Required task 1: Reproduce everything in the book review below, from "Friday, November 8, 2019" down to "mere ghostly visitor.", word for word.

Passage shown:
++++++++++++++++++++

Friday, November 8, 2019

FFB: The Reluctant Medium - L. P. Davies

THE STORY:  A self-described "business consultant" is recruited into becoming a ghostbuster when strange apparitions manifest themselves at Butchart House. Either a ghost is seeking retribution or a very clever and cruel human is serving up a nasty bit of revenge. David Conway, with the help of his policeman friend Clifford Pearson, digs up the past and unearths secrets spookier than a mere ghostly visitor.

THE CHARACTERS: Jennifer Rawson, ward of the ancient invalid Matthew Rawson, turns to her friend David Conway to help root out the truth of the ghostly visitor who scared the daylights out of her houseguest Sheila Brand.  The apparition complete with lemony scent and wailing and moaning seems to be the ghost of Walter Hudd, a former business associate of her "uncle" who was framed for a crime he never committed.  He committed suicide several years ago vowing shortly before his death to get his revenge on those who wronged him.  When a sample of Hudd's handwriting delivered in person by a woman spiritualist who claims the message was part of an seance and automatic writing she composed while under a trance even Matthew Rawson, Jennifer's foster father and guardian can be convinced that something supernatural is happening.  David Conway is however not so gullible.

++++++++++++++++++++

Working data:
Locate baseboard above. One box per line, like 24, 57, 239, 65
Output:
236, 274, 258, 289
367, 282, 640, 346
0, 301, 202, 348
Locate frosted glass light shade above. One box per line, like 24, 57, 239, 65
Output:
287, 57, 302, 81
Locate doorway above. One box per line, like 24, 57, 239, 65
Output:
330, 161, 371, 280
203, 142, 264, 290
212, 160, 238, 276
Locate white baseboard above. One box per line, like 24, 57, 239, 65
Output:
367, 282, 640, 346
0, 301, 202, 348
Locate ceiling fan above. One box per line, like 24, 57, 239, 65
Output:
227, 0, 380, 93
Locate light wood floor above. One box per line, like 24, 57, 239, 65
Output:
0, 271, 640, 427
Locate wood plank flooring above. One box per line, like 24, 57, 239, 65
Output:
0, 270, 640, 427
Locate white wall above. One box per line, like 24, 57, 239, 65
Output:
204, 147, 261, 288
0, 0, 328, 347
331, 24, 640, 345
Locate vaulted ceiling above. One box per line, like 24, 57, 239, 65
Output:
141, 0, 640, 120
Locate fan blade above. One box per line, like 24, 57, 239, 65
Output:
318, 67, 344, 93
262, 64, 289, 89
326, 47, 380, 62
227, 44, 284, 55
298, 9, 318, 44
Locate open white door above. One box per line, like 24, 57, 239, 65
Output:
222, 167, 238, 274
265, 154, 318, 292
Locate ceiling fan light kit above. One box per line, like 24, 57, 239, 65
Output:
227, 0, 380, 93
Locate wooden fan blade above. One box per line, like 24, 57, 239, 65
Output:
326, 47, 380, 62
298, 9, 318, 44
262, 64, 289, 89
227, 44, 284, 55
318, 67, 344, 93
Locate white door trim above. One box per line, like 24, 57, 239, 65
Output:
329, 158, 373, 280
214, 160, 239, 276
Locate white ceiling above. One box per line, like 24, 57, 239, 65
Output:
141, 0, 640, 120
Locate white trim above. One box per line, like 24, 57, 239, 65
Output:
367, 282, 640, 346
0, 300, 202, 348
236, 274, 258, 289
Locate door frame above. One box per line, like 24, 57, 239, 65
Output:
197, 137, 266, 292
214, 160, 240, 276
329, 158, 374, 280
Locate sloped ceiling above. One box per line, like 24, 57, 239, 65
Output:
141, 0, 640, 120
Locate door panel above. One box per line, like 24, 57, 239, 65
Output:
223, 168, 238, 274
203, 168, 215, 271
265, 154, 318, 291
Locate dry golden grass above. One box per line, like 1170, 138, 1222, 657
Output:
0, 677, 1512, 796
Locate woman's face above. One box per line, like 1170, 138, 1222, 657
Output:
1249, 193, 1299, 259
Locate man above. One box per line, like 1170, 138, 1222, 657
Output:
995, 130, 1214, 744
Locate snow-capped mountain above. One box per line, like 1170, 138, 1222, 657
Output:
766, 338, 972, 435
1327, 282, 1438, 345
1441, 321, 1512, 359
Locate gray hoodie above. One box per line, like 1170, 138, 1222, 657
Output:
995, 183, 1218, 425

++++++++++++++++++++

Required task 2: Turn the rows above into a JSON list of strings, covering everything from the line containing "Locate snow-capped mountain" down to the end of the rows. Use one string per line and leave out blank lines.

Answer 1:
Friday, November 8, 2019

FFB: The Reluctant Medium - L. P. Davies

THE STORY:  A self-described "business consultant" is recruited into becoming a ghostbuster when strange apparitions manifest themselves at Butchart House. Either a ghost is seeking retribution or a very clever and cruel human is serving up a nasty bit of revenge. David Conway, with the help of his policeman friend Clifford Pearson, digs up the past and unearths secrets spookier than a mere ghostly visitor.

Answer 2:
[
  "Locate snow-capped mountain above. One box per line, like 1170, 138, 1222, 657",
  "Output:",
  "766, 338, 972, 435",
  "1327, 282, 1438, 345",
  "1441, 321, 1512, 359",
  "Locate gray hoodie above. One box per line, like 1170, 138, 1222, 657",
  "Output:",
  "995, 183, 1218, 425"
]